3 Mr Latham, through his agent Mr Sproule, requested an internal review of this decision on 26 August 1999. The internal review was limited to the documents to which access was refused in full. The review, dated 22 September 1999, affirmed the original decision.
4 On 6 September 1999, Mr Latham lodged an application with the Tribunal for a review of the agency’s decision.
5 The background to this case is that Mr Latham was working as a casual employee with the agency at a group home for people with an intellectual disability. As a result of some information being given to the agency alleging that an employee at the group home had been verbally and physically abusing clients, the agency undertook some investigations to determine whether any disciplinary or other action should be taken against Mr Latham.
Concerns about the investigation
6 Mr Latham expressed serious concerns about the investigation and about the way in which his FOI application was handled. He maintains that his treatment was not reasonable and did not accord with procedural fairness. He alleges that the agency did not comply with its obligations under various statutes, particularly the Public Sector Management Act1988.
7 As real as these issue are for Mr Latham, the main role for the Tribunal in this matter is to determine whether the agency made the correct and preferable decision in denying Mr Latham access to several documents. In addition, the Tribunal can report improper conduct if an officer of an agency has failed to exercise, in good faith, a function conferred or imposed by the FOI Act. Section 58 of the FOI Acts states that:
- If, as a result of a review application, the Tribunal is of the opinion that an officer of an agency has failed to exercise in good faith a function conferred or imposed on the officer by or under this Act, the Tribunal may take such measures as it considers appropriate to bring the matter to the attention of the responsible Minister for the agency.

Entries supplied:

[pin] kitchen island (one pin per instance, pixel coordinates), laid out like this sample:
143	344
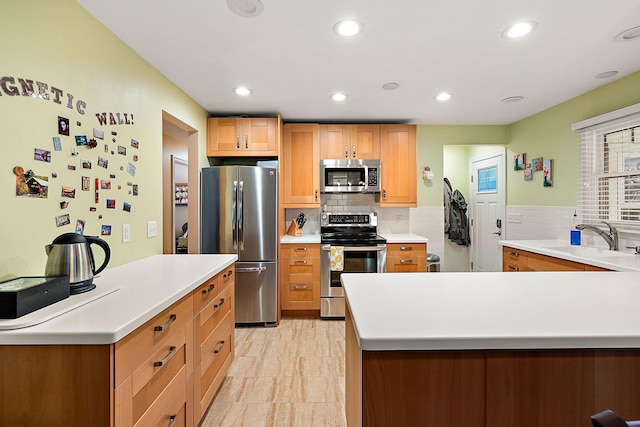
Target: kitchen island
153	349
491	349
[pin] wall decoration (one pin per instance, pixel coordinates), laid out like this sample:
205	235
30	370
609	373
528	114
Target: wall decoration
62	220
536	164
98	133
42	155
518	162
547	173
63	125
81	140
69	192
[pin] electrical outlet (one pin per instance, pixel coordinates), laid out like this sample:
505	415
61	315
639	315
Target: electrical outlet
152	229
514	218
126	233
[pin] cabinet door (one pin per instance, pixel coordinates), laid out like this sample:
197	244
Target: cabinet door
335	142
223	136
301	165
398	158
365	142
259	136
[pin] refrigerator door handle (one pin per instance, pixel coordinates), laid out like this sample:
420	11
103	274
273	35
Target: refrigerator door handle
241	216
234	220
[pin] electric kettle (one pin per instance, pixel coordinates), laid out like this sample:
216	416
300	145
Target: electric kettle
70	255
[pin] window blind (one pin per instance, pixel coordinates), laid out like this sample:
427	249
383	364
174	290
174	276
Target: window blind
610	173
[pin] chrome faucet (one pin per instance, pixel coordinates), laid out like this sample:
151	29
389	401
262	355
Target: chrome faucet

Exercise instructions:
Reproduce the full passage on Mr Latham's FOI review word for word.

Full answer:
3 Mr Latham, through his agent Mr Sproule, requested an internal review of this decision on 26 August 1999. The internal review was limited to the documents to which access was refused in full. The review, dated 22 September 1999, affirmed the original decision.
4 On 6 September 1999, Mr Latham lodged an application with the Tribunal for a review of the agency’s decision.
5 The background to this case is that Mr Latham was working as a casual employee with the agency at a group home for people with an intellectual disability. As a result of some information being given to the agency alleging that an employee at the group home had been verbally and physically abusing clients, the agency undertook some investigations to determine whether any disciplinary or other action should be taken against Mr Latham.
Concerns about the investigation
6 Mr Latham expressed serious concerns about the investigation and about the way in which his FOI application was handled. He maintains that his treatment was not reasonable and did not accord with procedural fairness. He alleges that the agency did not comply with its obligations under various statutes, particularly the Public Sector Management Act1988.
7 As real as these issue are for Mr Latham, the main role for the Tribunal in this matter is to determine whether the agency made the correct and preferable decision in denying Mr Latham access to several documents. In addition, the Tribunal can report improper conduct if an officer of an agency has failed to exercise, in good faith, a function conferred or imposed by the FOI Act. Section 58 of the FOI Acts states that:
- If, as a result of a review application, the Tribunal is of the opinion that an officer of an agency has failed to exercise in good faith a function conferred or imposed on the officer by or under this Act, the Tribunal may take such measures as it considers appropriate to bring the matter to the attention of the responsible Minister for the agency.